+++ ARTICLE

L’aube après la nuit

(1ere partie)

« Les deux chantent différemment un même thème ».

Mener une vie de qualité en ayant la tête libre de tout ce qui affecte la conscience n’est pas une tâche purement individuelle ni une obligation collective ou politique. Après avoir lu pour la seconde fois L’aube après la nuit [Prix Deschamps 2005], je ne mets pas en doute que la vie dépend de chacun de nous et qu’il revient à chacun de décider de rêver sa vie et la façon de la vivre. Mais les décisions importantes ne sont jamais exclusivement privées ni concernent seulement l’individu ou les individus qui la prennent. Dans un récit comme celui que nous commentons, les femmes dans la condition de la jeune Elise devaient paraître abimées et les hommes (à travers l’expérience d’un amour jugé insuffisant par Guy), désillusionnés, désappointés. La récusation de l’aveu d’une fille dont la candeur est jugée s’écarter de la normale semble être considérée comme une affaire authentique, une transgression du droit fondamental de la femme ; tout comme l’absence de preuves tangibles de la pureté de celle-ci, en dehors d’un choc traumatique préalable (tel que signalé dans Hijos de papa), mérite d’être considérée comme une fourberie, une perfidie même. Les imbrications des réalités dans les relations qui ont la qualité de donner « l’impression de l’expérience vécue, d’absolue authenticité, et dissiper la crainte et la suspicion du lecteur par rapport à la véracité de la fiction romanesque parviennent à introduire dans la linéarité du récit, avec des digressions, des éléments thématiques indispensables pour son entière compréhension.

++++++
+++ LIGNES D'ENTRÉE

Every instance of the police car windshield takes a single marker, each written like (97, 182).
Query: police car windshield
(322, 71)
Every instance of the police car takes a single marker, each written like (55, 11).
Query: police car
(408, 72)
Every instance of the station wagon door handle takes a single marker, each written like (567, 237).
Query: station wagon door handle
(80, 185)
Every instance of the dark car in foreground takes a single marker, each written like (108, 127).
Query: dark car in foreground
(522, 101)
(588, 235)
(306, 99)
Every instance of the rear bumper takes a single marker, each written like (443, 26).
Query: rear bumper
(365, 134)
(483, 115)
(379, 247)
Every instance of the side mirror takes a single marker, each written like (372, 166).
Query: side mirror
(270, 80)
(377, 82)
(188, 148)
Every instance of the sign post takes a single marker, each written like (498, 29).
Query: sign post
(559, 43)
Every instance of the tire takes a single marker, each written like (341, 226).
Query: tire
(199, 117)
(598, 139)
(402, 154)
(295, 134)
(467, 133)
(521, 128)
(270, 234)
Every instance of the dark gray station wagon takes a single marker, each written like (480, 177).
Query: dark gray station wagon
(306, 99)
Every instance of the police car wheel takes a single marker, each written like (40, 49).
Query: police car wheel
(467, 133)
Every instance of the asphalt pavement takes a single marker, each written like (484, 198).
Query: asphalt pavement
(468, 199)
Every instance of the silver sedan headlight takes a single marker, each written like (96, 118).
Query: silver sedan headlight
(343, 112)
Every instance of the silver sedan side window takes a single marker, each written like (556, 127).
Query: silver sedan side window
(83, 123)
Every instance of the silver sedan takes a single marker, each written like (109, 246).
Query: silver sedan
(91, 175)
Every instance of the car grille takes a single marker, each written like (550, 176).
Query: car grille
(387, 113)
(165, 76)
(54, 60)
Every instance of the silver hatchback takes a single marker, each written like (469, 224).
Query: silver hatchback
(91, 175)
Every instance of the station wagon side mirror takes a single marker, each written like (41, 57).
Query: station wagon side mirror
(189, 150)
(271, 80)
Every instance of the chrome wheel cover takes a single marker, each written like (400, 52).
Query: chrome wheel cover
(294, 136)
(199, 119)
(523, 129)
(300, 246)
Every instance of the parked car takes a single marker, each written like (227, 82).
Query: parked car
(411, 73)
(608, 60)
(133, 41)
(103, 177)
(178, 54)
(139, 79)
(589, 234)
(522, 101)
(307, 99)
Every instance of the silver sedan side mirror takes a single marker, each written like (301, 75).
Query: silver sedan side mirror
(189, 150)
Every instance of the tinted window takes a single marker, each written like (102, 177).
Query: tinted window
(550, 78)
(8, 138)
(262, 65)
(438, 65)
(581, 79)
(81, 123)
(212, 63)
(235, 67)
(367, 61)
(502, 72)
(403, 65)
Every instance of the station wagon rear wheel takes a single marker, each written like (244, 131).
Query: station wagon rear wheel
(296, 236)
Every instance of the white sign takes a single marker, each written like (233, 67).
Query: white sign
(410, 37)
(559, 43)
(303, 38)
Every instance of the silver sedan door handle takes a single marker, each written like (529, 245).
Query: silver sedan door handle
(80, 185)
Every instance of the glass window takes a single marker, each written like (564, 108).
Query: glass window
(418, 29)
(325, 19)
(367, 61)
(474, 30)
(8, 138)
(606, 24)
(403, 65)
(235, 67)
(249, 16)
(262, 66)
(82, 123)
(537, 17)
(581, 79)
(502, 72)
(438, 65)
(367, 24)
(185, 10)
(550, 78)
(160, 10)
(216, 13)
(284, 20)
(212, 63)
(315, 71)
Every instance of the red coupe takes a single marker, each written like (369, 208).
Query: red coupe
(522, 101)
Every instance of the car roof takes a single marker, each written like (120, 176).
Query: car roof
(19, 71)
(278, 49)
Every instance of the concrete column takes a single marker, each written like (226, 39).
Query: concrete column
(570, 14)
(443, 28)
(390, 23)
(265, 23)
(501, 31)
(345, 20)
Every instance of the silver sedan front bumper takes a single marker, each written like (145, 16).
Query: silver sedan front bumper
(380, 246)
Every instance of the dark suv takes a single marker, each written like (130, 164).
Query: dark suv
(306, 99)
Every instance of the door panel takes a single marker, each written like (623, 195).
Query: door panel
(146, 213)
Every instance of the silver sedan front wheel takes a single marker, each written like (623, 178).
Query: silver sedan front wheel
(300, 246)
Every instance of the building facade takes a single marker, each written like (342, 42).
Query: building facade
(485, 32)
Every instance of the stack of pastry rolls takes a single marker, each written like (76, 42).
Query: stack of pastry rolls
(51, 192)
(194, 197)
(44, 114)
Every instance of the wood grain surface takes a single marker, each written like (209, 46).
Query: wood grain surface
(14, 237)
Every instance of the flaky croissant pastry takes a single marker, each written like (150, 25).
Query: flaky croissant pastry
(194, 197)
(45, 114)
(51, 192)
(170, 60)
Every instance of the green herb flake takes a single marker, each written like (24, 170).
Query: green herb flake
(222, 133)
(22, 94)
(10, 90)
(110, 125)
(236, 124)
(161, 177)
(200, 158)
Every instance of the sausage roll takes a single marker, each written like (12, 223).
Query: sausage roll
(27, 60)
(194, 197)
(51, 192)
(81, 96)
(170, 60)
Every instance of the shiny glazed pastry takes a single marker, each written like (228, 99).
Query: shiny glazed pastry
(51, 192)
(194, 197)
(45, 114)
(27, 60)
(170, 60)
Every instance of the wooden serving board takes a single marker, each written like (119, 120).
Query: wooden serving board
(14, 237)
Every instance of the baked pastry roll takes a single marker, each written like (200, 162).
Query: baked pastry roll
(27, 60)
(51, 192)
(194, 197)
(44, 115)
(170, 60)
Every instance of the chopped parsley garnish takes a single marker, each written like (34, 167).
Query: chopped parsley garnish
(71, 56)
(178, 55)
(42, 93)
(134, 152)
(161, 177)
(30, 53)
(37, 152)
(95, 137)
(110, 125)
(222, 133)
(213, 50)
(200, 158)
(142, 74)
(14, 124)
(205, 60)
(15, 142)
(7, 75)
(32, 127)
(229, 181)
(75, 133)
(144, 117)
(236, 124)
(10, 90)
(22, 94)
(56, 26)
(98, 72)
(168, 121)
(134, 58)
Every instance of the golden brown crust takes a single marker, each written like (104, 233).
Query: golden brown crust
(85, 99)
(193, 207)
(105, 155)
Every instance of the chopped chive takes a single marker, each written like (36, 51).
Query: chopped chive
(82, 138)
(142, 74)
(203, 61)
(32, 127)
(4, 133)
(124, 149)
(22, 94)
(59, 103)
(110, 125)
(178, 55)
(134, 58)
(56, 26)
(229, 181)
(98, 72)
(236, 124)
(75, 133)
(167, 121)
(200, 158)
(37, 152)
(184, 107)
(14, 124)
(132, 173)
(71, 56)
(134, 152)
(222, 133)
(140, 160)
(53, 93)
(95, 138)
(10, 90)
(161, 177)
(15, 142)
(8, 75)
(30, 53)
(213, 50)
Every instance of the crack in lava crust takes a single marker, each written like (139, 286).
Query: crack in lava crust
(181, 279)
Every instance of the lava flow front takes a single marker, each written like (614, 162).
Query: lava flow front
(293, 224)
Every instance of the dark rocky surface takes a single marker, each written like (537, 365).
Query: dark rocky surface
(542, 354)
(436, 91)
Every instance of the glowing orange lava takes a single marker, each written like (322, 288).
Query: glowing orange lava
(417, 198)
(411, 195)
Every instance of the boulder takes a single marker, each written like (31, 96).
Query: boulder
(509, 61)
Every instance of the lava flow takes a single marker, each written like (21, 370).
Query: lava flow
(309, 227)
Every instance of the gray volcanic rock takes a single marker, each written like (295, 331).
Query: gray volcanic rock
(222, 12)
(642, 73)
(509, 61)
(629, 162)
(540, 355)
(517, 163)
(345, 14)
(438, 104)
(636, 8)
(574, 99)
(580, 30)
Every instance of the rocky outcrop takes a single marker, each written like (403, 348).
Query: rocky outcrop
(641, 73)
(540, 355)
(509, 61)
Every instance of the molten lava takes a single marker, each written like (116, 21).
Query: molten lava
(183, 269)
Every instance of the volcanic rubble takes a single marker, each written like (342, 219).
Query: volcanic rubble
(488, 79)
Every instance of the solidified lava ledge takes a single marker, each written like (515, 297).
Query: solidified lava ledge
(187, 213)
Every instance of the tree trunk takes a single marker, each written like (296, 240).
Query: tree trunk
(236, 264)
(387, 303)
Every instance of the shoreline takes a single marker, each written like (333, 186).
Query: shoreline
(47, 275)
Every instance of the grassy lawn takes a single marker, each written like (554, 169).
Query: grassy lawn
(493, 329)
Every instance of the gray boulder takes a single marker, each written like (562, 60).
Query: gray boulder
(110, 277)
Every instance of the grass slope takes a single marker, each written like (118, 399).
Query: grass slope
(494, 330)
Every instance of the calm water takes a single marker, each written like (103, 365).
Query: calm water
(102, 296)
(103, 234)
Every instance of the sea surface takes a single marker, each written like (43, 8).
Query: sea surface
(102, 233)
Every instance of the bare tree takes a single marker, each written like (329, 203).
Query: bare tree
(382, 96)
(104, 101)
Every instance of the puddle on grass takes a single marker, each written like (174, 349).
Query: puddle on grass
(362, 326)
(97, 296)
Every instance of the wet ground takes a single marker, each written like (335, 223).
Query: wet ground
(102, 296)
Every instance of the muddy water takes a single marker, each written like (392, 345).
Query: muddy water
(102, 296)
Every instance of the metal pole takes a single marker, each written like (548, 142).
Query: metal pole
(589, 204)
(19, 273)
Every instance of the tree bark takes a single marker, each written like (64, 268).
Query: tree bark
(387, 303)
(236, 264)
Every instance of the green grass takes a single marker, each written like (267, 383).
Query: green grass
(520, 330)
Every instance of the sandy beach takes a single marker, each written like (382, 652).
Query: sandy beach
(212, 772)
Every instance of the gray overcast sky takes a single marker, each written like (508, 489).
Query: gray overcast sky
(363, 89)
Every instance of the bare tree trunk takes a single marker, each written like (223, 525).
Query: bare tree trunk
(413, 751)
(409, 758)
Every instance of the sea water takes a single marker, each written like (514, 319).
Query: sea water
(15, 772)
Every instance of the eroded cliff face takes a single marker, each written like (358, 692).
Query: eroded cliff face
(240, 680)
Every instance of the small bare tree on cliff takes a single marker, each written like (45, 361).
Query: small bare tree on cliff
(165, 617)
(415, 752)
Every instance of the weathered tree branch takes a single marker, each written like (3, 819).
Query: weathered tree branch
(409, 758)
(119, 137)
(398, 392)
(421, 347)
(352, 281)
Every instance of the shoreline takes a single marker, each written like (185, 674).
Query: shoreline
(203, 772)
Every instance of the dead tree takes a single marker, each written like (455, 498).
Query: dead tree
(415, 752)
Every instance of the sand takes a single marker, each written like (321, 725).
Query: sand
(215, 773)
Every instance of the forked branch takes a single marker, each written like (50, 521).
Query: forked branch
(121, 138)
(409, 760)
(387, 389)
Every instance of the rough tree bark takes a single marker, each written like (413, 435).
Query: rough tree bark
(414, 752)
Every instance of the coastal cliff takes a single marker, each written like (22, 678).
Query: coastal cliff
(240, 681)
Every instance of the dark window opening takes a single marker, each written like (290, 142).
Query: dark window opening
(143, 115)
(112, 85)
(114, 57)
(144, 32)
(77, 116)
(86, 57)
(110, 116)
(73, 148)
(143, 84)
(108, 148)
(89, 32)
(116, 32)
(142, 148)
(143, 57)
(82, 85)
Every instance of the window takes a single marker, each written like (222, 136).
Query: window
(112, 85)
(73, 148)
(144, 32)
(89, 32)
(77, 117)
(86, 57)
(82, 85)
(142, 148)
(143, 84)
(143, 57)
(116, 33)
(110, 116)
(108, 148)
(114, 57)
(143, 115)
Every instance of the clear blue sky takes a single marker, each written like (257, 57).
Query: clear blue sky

++++++

**CONSIGNE A**
Extrayez chaque ligne contenant la chaîne "solidified".
**CONSIGNE B**
Rédigez la suite de l'article critique sur le roman L'aube après la nuit, en commençant juste après sa dernière phrase.

**RÉPONSE FINALE A**
Every instance of the solidified lava ledge takes a single marker, each written like (515, 297).
Query: solidified lava ledge

**RÉPONSE FINALE B**
Probablement Elise est une jeune fille de la moyenne bourgeoisie haïtienne, une sacrée cachottière (et peut-être aussi menteuse  par vantardise, mais combien généreuse envers son partenaire) qui, à l’adolescence – durée pendant laquelle les innocences se violent en faisant de jolis péchés ou se violent par étourderie sans commettre de péché – eut une première relation amoureuse, puis (à côté d’un ami d’antan qui l’enlace toujours tendrement quand ils sont ensembles) une autre à seize ans mais cette fois avec un partenaire de sept ans son aîné qui a découvert en elle quelque chose de lugubre - une pureté invisible - pour une fille prétendument réservée, scolarisée chez les sœurs en plus : il n’ y avait pas loin d’une ingénue libertine à  une gourgandine. Condition que refuse pourtant la jeune fille, et c’est là que ça a dégénéré, la jugeant indigne d’elle, un peu comme Lauréal, dans la pièce Kavalye Polka [1984] de Syto Cavé, qui se refusait à assumer sa situation de mendiant, prétextant des circonstances atténuantes.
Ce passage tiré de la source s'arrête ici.